◆ TEXT PROVIDED
Pathogenic infections cause severe clinical illnesses in humans and animals. Increased encounters between humans and animals and constant environmental changes exacerbate the transmission of zoonotic infectious diseases. Recently, the World Health Organization has declared some zoonotic epidemics as public health emergencies of international concern. Hence, rapid and accurate detection of the causative pathogen is particularly essential in combating emerging and re-emerging infectious diseases. Traditional pathogen detection tools are time-consuming, costly, and require skilled personnel, which greatly hinder the development of rapid diagnostic tests, particularly in resource-constrained regions. Clustered regularly interspaced short palindromic repeats (CRISPR-)-Cas- and aptamer-based platforms have replaced traditional pathogen detection methods. Herein we review two novel next-generation core pathogen detection platforms that are utilized for clinical and foodborne pathogenic microorganisms: CRISPR-Cas-based systems, including dCas9, Cas12a/b, Cas13, and Cas14; and aptamer-based biosensor detection tools. We highlight CRISPR-Cas- and aptamer-based techniques and compare the strengths and weaknesses. CRISPR-Cas-based tools require cumbersome procedures, such as nucleic acid amplification and extraction, while aptamer-based tools require improved sensitivity. We review the combination of CRISPR-Cas- and aptamer-based techniques as a promising approach to overcome these deficiencies. Finally, we discuss Cas14-based tools as functionally stronger platforms for the detection of non-nucleic acid targets.

◆ TASK INSTRUCTIONS
Decide whether each statement agrees with the text on pathogen detection platforms: (a) CRISPR-Cas-based tools call for nucleic acid amplification and extraction; (b) Cas12a/b-based tools are put forward as functionally stronger platforms for detecting non-nucleic acid targets; (c) aptamer-based tools need better sensitivity. For each, answer yes or no and quote the deciding words.

◆ Referring expression data
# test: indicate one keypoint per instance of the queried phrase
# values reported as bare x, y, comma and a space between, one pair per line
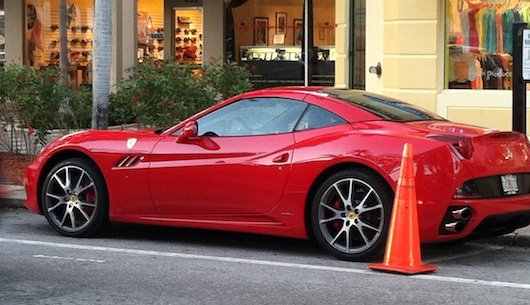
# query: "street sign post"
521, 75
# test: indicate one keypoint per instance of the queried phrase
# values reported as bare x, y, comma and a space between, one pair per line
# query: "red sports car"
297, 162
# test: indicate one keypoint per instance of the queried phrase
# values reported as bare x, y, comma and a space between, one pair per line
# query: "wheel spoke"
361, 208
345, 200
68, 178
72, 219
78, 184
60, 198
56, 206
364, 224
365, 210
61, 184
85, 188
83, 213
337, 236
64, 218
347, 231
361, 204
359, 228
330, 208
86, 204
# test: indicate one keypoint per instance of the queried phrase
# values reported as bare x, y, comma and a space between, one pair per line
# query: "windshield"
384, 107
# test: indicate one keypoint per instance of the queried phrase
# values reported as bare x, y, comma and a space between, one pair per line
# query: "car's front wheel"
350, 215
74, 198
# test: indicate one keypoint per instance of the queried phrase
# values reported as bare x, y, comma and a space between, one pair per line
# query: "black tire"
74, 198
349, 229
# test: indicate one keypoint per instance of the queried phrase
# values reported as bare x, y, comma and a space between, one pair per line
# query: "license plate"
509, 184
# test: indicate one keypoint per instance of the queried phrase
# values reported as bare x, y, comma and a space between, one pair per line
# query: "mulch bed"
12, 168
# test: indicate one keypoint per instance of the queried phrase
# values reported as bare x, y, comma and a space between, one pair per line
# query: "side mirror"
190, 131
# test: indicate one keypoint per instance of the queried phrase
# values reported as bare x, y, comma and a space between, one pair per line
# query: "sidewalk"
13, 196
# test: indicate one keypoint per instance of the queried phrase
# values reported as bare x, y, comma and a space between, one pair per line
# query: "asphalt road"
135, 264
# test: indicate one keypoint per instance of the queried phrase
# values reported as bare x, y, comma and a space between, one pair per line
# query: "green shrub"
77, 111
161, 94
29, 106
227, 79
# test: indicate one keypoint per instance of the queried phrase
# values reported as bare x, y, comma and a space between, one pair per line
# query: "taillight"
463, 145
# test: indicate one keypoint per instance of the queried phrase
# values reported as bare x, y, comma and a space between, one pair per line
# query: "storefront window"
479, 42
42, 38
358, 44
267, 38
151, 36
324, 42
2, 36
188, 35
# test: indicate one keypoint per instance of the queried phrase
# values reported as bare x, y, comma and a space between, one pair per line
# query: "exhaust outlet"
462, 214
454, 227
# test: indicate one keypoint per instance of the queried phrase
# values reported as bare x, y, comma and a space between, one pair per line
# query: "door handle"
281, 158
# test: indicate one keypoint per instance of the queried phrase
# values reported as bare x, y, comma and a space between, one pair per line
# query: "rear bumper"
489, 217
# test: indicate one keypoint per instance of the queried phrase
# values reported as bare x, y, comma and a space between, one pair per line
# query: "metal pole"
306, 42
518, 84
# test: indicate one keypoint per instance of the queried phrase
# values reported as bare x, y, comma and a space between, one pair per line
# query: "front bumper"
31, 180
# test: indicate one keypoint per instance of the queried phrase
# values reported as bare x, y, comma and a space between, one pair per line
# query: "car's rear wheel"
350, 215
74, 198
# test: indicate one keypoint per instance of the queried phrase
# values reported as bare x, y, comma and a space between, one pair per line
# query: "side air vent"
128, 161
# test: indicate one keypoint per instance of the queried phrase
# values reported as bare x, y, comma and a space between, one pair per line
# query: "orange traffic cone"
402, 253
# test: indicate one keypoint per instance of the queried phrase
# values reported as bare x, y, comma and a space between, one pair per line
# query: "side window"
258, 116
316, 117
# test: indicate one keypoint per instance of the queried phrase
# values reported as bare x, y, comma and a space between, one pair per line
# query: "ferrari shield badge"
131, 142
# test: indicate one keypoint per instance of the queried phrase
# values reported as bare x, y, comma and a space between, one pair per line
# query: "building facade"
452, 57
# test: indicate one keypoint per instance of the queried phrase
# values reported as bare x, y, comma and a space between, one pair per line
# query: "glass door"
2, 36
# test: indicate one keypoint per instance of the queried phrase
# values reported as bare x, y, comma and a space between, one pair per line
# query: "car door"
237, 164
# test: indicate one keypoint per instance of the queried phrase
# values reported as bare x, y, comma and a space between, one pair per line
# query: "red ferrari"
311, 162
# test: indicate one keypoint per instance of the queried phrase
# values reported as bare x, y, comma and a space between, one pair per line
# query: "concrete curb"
--
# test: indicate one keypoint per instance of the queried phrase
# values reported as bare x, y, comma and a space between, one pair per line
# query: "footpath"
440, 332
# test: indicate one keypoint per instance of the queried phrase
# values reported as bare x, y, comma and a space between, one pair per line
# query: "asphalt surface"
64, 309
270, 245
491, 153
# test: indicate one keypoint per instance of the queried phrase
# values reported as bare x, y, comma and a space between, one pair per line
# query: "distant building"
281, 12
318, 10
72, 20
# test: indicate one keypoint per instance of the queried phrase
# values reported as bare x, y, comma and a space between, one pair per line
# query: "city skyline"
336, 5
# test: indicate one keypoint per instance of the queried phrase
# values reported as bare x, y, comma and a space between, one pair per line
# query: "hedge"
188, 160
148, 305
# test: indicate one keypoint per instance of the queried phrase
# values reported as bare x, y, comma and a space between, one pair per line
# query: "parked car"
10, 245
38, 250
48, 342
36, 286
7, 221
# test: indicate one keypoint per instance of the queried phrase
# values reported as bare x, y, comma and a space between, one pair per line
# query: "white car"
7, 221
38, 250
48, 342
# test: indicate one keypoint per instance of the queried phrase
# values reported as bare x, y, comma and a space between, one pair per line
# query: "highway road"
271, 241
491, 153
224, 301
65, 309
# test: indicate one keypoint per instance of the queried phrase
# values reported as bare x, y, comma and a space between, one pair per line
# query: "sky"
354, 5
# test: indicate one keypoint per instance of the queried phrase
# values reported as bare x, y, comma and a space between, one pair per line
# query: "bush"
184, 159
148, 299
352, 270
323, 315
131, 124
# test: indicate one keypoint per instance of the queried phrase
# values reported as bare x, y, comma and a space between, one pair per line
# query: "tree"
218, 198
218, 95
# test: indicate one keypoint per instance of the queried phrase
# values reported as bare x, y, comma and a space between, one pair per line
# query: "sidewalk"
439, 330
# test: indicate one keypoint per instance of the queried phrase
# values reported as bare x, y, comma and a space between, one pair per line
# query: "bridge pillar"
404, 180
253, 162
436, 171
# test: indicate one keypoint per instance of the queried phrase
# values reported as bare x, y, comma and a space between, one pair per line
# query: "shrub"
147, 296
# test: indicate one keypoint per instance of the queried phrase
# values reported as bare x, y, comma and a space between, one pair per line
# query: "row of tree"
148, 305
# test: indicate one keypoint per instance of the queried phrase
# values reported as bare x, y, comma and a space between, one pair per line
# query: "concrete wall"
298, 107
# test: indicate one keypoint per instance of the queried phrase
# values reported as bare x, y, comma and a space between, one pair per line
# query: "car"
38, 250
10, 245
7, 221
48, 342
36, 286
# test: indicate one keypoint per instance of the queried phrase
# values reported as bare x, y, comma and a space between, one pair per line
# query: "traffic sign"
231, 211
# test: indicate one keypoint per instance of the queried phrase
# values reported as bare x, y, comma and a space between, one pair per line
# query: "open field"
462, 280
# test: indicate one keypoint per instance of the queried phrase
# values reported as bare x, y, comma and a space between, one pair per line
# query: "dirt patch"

◆ WRITTEN RESPONSE
(a) Yes: "CRISPR-Cas-based tools require cumbersome procedures, such as nucleic acid amplification and extraction"
(b) No: "we discuss Cas14-based tools as functionally stronger platforms for the detection of non-nucleic acid targets"
(c) Yes: "aptamer-based tools require improved sensitivity"